Records of labeled points
* * * * * * * * *
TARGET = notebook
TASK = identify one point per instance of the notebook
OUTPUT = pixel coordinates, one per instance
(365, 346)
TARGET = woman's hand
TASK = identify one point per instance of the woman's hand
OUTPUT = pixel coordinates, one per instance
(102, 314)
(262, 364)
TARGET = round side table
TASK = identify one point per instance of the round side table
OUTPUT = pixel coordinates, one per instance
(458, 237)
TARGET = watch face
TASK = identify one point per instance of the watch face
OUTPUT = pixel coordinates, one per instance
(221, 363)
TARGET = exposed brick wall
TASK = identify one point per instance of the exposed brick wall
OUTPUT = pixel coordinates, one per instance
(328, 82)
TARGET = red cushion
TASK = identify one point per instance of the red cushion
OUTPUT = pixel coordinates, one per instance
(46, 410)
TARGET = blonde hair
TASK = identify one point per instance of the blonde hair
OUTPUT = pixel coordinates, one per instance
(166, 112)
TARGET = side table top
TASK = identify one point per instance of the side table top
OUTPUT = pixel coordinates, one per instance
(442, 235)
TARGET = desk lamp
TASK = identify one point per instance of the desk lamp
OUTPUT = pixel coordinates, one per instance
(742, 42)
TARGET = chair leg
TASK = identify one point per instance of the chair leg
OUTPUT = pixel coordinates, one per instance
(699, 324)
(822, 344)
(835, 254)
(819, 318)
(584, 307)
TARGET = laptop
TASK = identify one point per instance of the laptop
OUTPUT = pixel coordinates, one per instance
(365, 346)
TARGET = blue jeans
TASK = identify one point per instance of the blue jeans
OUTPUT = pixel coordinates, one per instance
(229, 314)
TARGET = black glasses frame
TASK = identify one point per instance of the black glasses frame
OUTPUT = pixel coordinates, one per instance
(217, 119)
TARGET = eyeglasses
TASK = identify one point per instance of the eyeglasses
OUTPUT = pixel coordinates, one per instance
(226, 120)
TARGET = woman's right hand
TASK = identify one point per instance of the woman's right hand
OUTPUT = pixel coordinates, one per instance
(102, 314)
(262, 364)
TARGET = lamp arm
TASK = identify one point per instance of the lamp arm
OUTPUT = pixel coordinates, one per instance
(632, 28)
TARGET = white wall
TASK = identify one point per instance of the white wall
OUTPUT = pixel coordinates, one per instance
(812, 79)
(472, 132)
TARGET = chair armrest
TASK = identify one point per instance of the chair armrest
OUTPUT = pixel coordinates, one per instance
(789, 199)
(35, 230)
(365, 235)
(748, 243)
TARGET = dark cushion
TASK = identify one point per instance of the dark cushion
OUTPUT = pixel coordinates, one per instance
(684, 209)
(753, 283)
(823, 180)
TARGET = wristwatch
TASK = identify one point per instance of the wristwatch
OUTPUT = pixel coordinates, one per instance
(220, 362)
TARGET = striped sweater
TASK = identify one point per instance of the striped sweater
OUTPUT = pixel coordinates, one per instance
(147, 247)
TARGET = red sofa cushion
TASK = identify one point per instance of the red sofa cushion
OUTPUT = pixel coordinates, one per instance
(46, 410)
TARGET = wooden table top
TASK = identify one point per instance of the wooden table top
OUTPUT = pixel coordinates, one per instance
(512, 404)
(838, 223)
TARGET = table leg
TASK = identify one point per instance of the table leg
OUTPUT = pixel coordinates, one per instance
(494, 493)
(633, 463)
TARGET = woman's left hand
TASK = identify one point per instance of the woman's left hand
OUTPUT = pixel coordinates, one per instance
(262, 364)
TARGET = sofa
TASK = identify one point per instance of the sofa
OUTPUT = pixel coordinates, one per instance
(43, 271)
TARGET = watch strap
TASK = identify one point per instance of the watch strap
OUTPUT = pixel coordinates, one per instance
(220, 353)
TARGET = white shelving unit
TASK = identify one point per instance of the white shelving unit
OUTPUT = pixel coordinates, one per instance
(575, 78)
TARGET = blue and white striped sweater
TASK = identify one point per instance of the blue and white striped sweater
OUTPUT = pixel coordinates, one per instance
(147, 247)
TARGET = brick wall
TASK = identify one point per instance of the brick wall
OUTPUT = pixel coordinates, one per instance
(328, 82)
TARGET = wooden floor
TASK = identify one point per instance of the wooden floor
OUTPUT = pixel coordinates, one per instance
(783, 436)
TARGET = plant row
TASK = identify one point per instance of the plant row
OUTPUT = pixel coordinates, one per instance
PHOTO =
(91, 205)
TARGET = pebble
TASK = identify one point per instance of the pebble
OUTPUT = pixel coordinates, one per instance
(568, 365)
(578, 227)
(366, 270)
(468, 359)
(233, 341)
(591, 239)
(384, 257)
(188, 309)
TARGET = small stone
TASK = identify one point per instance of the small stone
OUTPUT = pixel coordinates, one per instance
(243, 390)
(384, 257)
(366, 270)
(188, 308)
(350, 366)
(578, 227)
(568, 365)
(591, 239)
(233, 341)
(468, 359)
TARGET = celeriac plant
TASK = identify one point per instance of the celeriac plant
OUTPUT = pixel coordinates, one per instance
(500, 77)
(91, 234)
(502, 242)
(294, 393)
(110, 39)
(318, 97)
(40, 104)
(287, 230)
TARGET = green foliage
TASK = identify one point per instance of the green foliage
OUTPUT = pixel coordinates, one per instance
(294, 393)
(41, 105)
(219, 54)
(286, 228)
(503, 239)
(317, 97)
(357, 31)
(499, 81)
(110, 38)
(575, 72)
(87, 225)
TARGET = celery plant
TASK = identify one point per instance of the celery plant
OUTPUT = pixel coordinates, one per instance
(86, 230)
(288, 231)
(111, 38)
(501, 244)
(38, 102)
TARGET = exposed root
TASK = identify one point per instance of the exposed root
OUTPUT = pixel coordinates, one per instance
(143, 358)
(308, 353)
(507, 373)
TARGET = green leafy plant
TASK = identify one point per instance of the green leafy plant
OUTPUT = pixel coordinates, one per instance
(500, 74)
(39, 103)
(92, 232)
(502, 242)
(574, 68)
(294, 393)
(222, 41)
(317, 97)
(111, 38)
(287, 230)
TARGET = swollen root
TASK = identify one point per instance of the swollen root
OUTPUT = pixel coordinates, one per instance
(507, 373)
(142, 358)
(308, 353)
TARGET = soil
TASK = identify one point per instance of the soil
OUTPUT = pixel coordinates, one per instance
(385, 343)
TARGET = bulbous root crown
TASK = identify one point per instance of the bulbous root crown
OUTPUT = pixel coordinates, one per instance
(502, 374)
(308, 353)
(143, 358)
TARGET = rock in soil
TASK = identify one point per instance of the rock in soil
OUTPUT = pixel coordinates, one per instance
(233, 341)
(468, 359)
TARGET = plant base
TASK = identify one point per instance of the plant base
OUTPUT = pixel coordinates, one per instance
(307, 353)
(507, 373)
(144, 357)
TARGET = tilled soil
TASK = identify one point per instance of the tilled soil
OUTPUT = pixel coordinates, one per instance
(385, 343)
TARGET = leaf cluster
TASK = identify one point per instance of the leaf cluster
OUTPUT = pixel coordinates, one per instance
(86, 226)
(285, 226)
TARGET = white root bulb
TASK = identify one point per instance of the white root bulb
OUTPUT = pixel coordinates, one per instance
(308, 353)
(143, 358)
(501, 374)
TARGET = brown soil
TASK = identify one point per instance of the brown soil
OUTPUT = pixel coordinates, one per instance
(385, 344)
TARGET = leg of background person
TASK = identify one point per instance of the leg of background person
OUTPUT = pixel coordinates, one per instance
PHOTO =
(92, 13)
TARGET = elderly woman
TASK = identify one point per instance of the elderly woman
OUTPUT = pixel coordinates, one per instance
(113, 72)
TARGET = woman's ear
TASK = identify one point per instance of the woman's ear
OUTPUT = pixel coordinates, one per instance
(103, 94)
* * * * * * * * *
# Problem:
Pull out every line from the one with "TARGET = tilled soil" to the end of the listing, and output only those.

# Written answer:
TARGET = tilled soil
TASK = identify one point per instance of the tilled soil
OUTPUT = pixel coordinates, one per instance
(385, 343)
TARGET = leaf cluster
TASK = identify one point per instance of the leaf cluster
OUTPUT = pixel coordinates, one per instance
(86, 226)
(285, 226)
TARGET = white root bulb
TASK = identify one point per instance of the white root bulb
OUTPUT = pixel coordinates, one per instance
(308, 353)
(143, 358)
(501, 374)
TARGET = brown soil
TASK = identify one point per instance of the brown soil
OUTPUT = pixel coordinates, one per instance
(385, 344)
TARGET = leg of background person
TASK = identify one point per instance of the leg of background person
OUTPUT = pixel coordinates, one per instance
PHOTO =
(92, 13)
TARGET = elderly woman
TASK = identify one point per instance of the elderly woman
OUTPUT = pixel coordinates, one per instance
(113, 72)
TARGET = woman's ear
TASK = identify one point per instance of the woman's ear
OUTPUT = pixel coordinates, one per instance
(103, 94)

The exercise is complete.